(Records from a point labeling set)
——————

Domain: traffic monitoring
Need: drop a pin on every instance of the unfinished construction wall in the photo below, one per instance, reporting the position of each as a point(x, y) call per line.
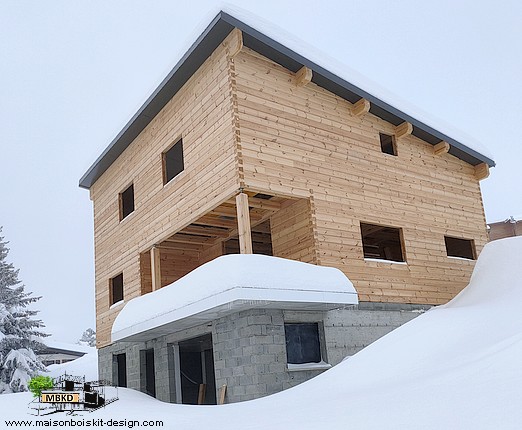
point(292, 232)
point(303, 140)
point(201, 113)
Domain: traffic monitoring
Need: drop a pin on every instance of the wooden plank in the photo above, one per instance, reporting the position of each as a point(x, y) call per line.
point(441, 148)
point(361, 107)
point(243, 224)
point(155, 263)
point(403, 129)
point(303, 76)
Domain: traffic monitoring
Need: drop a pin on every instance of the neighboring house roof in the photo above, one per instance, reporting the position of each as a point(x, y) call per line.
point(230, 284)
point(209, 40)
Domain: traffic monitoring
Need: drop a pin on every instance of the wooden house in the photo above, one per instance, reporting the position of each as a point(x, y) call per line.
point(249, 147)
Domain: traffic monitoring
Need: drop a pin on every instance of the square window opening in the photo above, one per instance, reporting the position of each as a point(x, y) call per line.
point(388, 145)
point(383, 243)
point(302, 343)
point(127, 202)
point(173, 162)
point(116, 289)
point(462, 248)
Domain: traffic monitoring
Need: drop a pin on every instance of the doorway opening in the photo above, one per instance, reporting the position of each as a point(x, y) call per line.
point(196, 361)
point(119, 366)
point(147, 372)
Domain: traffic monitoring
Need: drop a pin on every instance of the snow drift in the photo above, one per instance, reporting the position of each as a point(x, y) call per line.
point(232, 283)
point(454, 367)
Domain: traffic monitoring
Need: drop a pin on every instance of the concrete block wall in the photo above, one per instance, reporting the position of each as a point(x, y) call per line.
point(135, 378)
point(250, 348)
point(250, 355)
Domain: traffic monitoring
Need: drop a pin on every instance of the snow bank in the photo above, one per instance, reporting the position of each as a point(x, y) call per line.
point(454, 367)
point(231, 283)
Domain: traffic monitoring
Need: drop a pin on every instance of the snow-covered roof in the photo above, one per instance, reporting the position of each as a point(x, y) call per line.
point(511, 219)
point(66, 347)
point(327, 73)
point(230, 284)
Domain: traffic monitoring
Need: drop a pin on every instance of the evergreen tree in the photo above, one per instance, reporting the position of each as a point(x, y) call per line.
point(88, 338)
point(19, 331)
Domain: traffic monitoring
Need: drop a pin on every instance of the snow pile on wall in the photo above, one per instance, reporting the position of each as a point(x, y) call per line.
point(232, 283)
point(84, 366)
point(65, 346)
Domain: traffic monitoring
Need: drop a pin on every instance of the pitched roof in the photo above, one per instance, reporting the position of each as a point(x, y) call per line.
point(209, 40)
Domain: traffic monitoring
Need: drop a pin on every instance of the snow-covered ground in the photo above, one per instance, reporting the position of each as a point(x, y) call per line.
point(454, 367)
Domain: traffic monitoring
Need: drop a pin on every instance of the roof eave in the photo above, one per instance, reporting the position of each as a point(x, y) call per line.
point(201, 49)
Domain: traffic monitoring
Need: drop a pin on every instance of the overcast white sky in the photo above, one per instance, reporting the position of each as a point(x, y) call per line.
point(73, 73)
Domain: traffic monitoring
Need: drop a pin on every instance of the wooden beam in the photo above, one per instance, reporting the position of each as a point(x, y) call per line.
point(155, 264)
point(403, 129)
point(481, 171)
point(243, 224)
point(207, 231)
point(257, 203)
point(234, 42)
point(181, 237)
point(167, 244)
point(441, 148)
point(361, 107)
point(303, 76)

——————

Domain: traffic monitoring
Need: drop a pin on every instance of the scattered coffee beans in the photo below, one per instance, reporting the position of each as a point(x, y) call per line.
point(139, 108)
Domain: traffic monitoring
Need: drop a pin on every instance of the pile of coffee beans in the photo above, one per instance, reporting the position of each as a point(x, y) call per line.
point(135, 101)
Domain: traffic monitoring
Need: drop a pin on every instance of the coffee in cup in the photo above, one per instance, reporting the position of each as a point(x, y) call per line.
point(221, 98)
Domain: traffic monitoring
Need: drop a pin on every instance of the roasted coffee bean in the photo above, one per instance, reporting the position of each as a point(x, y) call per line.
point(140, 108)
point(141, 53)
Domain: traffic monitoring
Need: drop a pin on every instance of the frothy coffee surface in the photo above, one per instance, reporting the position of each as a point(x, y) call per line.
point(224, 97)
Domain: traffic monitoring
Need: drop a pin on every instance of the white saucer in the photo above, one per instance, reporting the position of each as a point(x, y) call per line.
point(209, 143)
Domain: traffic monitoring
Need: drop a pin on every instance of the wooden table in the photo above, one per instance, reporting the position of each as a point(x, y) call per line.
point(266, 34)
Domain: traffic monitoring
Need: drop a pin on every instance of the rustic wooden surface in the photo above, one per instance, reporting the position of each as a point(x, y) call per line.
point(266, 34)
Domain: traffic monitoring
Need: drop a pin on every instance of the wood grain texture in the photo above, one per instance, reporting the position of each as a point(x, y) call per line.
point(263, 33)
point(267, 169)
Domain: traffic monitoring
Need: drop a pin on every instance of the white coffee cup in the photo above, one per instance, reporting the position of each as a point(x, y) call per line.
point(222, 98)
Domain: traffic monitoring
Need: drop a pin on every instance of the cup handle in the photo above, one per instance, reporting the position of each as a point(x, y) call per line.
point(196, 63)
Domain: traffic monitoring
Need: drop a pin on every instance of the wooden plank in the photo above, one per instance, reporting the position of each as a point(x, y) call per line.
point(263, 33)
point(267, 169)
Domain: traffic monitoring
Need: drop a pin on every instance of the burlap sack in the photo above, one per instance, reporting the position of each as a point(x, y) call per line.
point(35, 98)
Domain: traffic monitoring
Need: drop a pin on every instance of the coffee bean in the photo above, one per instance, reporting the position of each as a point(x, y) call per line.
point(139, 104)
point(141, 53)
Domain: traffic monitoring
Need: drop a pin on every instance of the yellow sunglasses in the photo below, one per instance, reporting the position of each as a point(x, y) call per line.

——————

◆ AIM:
Report each line in the material that contains the word "pile", copying every such line in full.

◆ THE SOLUTION:
Need: drop a pin on every instance of the snow pile on wall in the photo above, one per instance, reporting the position of each as a point(x, y) call per line.
Need: drop a pin on every instance of the pile of coffee beans in the photo above, one per instance, reporting the position of each as a point(x, y) call per line.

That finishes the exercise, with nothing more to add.